[Start of Listed entries]
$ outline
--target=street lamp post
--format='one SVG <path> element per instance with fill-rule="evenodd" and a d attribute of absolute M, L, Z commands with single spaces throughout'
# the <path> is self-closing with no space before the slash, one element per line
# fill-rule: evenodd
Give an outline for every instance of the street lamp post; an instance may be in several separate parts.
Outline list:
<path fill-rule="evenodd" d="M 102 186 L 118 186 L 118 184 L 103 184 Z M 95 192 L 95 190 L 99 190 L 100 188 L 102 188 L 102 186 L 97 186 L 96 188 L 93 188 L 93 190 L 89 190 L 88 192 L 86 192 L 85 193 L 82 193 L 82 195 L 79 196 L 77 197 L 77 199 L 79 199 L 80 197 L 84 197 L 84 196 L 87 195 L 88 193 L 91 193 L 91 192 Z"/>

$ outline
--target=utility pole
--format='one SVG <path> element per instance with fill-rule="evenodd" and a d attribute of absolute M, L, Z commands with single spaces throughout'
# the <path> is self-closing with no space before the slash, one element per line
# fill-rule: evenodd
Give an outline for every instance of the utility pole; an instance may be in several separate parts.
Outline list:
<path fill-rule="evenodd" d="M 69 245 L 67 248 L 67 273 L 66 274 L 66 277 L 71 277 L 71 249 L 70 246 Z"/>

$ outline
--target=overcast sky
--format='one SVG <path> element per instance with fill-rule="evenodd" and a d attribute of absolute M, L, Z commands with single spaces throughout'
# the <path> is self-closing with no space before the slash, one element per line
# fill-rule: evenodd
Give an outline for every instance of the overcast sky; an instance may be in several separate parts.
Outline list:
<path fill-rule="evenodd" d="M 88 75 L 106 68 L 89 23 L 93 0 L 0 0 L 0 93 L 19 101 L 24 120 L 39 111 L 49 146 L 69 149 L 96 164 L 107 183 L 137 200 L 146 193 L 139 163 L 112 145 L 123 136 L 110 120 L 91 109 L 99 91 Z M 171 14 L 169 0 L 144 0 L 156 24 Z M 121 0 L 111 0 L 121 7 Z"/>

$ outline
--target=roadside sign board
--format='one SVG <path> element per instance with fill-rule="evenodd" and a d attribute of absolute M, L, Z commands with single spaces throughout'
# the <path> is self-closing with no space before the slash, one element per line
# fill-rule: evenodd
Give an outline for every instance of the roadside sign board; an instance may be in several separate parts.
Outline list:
[End of Listed entries]
**What is being asked**
Pull out every line of the material above that contains the string "post", treating uppercase and lowercase as different.

**The completed task**
--target=street lamp post
Give an outline for every instance of the street lamp post; an instance may be in several separate parts.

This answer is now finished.